Exercise
Transcribe, exactly and in full, every record shown below, while omitting its images.

Source material
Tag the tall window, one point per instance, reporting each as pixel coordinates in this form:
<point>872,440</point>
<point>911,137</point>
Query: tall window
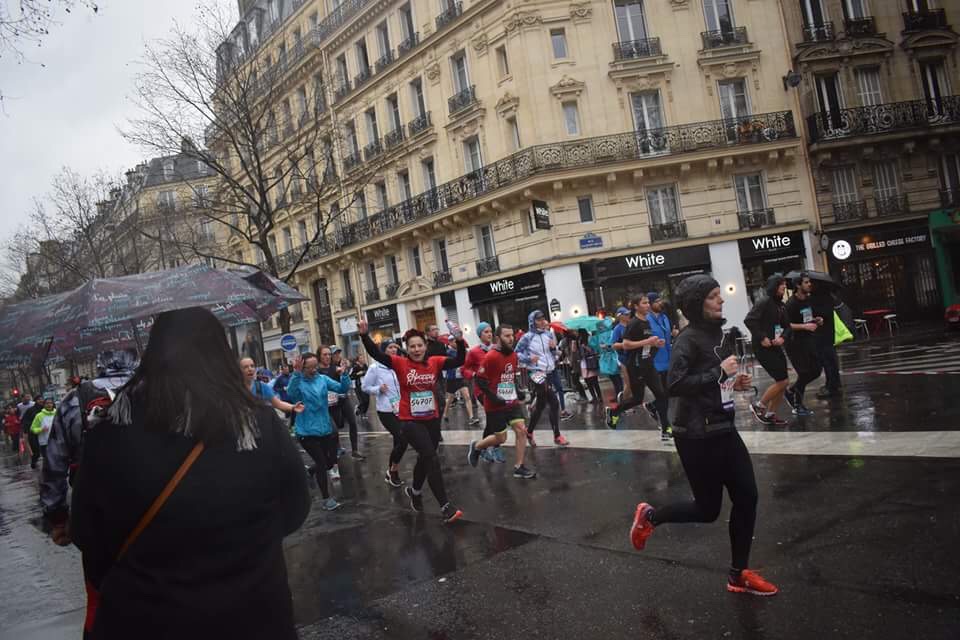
<point>663,205</point>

Solution to this problem
Tag the tall window, one point per instance, reporting each as pixel coordinates in this form:
<point>872,440</point>
<point>911,137</point>
Query: tall window
<point>663,205</point>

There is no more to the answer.